#### Input records:
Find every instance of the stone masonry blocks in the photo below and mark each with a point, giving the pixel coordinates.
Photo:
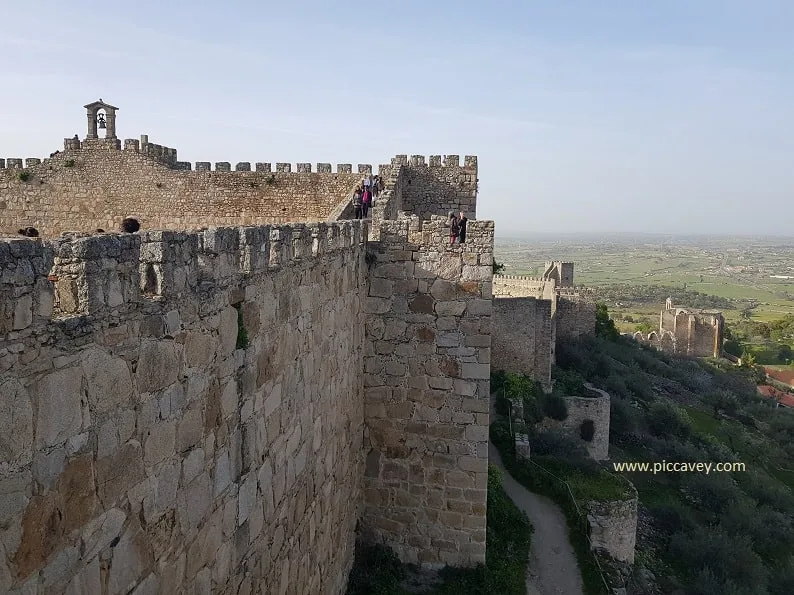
(149, 444)
(426, 396)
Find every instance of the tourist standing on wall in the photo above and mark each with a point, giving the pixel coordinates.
(357, 204)
(462, 227)
(454, 228)
(366, 200)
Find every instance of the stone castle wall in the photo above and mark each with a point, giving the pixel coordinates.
(426, 378)
(613, 527)
(437, 187)
(520, 286)
(531, 314)
(144, 446)
(685, 332)
(595, 407)
(575, 315)
(524, 337)
(95, 185)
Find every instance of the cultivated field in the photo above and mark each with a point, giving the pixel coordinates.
(744, 277)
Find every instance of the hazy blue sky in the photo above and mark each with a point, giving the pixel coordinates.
(671, 116)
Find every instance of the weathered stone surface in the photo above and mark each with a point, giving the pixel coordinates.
(228, 330)
(157, 366)
(101, 532)
(58, 399)
(118, 473)
(108, 380)
(16, 423)
(225, 469)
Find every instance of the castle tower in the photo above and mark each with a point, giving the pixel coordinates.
(561, 272)
(94, 118)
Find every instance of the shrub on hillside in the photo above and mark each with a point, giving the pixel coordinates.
(782, 582)
(707, 582)
(672, 517)
(568, 383)
(622, 417)
(556, 443)
(605, 326)
(665, 420)
(766, 491)
(554, 407)
(772, 532)
(533, 412)
(727, 557)
(713, 493)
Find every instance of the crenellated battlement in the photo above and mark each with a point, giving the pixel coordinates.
(433, 161)
(278, 167)
(432, 235)
(110, 275)
(519, 279)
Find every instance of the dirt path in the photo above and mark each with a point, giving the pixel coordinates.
(553, 569)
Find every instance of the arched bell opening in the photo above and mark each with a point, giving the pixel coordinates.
(101, 118)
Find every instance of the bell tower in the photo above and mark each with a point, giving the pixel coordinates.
(101, 116)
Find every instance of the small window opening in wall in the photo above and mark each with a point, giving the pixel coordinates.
(587, 430)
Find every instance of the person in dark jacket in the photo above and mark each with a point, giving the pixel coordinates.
(454, 228)
(366, 200)
(357, 204)
(462, 221)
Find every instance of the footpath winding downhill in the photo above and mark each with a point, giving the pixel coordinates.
(552, 569)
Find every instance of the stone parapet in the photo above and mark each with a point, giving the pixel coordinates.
(192, 420)
(426, 379)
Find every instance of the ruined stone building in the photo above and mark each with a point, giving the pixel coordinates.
(532, 313)
(686, 331)
(214, 404)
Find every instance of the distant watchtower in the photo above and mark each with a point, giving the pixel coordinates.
(561, 272)
(101, 116)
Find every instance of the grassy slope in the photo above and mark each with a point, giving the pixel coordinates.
(696, 518)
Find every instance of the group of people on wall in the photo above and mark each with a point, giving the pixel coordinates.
(365, 194)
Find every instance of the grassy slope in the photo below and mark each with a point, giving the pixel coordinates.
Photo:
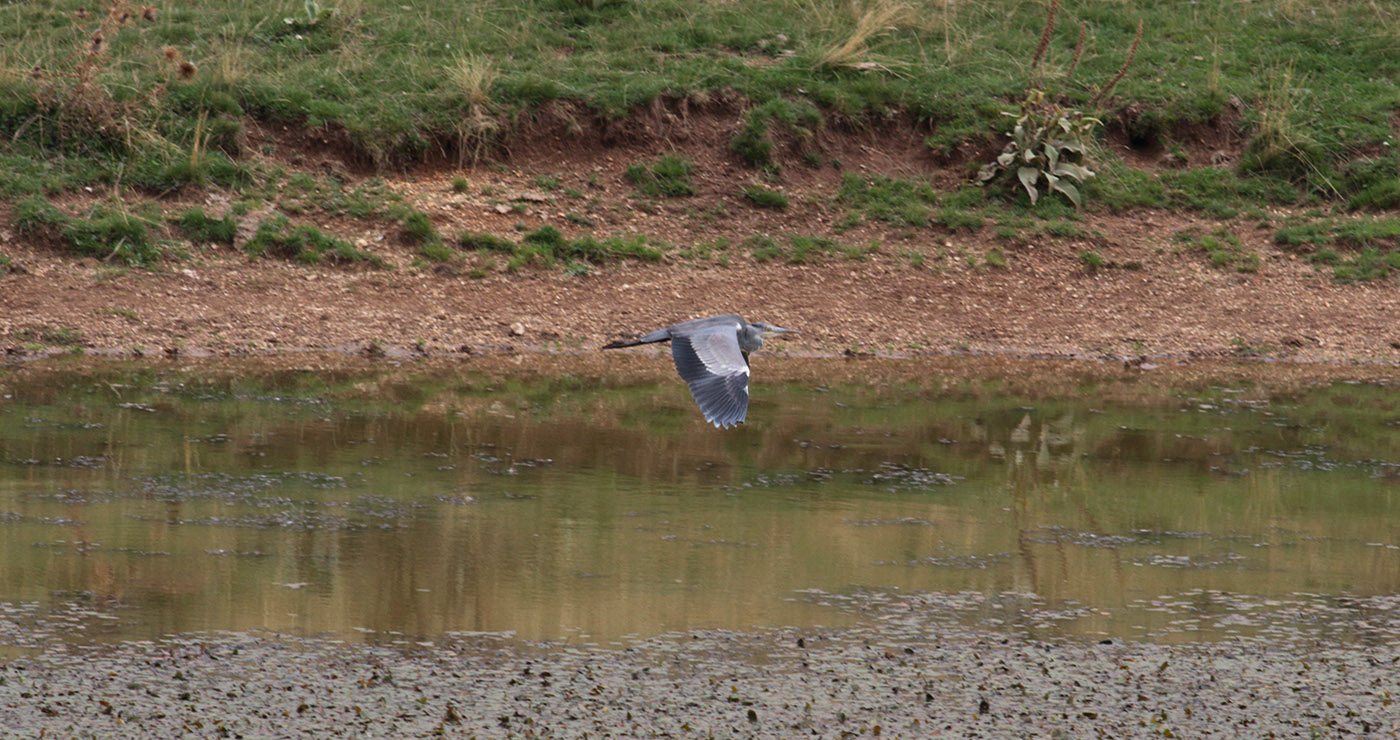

#### Exercise:
Write out every item above again word for word, leaving out the pictures.

#### The reply:
Find every instance of the stone masonry blocks in the photo below and mark each with a point, giving the pixel coordinates.
Photo:
(149, 444)
(426, 396)
Find every instance of the tourist standing on wall in the photo above and mark each with a point, giving the pixel coordinates.
(357, 204)
(462, 227)
(454, 228)
(366, 200)
Find every instance of the stone castle wall in the photo above and mark each with a point, giving the pixel coordinates.
(426, 378)
(613, 527)
(437, 187)
(520, 286)
(531, 314)
(144, 446)
(685, 332)
(595, 407)
(575, 315)
(524, 337)
(95, 185)
Find every instance of the cultivated field in the photo above and mark each with a point, giving the pixel coordinates.
(744, 277)
Find every instance of the hazy blue sky in the photo above and mark each with a point, giving the pixel coordinates.
(671, 116)
Find every instance of the weathered stone surface in the photo above and mark each with a point, giving the pixel coordinates.
(228, 330)
(157, 366)
(101, 532)
(58, 399)
(118, 473)
(108, 380)
(16, 423)
(225, 469)
Find every instance of the castle tower in the photo above and mark each with a point, giving the pixel coordinates.
(561, 272)
(94, 118)
Find every instance of the shrub on hillside in the photo above and mark each with a point, giving the pixel coordinates.
(782, 582)
(707, 582)
(672, 517)
(568, 383)
(622, 417)
(556, 443)
(605, 326)
(665, 420)
(766, 491)
(554, 407)
(772, 532)
(533, 412)
(727, 557)
(713, 493)
Find every instance of the crenellated battlement in the photo above and mark each with a point, giving the pixel coordinates.
(433, 161)
(278, 167)
(432, 235)
(110, 275)
(519, 279)
Find every instance of the dirt path in the photo above and mark each with a point, giving the pixel coordinates.
(553, 569)
Find every instance of the arched bell opening in the photo above and mark each with a point, giving the pixel coordinates.
(101, 118)
Find every instance of the bell tower in the photo above and mark each with a point, giving the pixel coordinates.
(101, 116)
Find every instance of the small window opening in wall in the photo above and mark each with a point, giving the pixel coordinates.
(587, 430)
Find every instance of the person in dark jacket in the photo above and mark each with a point, giving the pixel coordinates.
(454, 228)
(366, 200)
(357, 204)
(462, 221)
Find every instance of the footpath winding downhill in the photo above and mark each with a point, giving the pixel coordinates.
(552, 569)
Find every instance of the stone parapet in the photo above and mark each with a point, giving the pixel coordinates.
(192, 420)
(426, 379)
Find every instance of the ruined stone building in the photo above and mark each with a point, giving the pixel coordinates.
(532, 313)
(686, 331)
(214, 404)
Find every instance of the distant watchtower in the photo above and mark each with a point, giving the pixel coordinates.
(561, 272)
(101, 116)
Find every instance of the grassy slope in the photo above and mark each with a point, giving the pixel coordinates.
(696, 518)
Find every instance of the group of people on wall in the photo above and mark each with a point, giving the pixel coordinates.
(365, 194)
Find every instance of the grassy slope in the photo below and mark each with a point, giving the pixel coordinates.
Photo:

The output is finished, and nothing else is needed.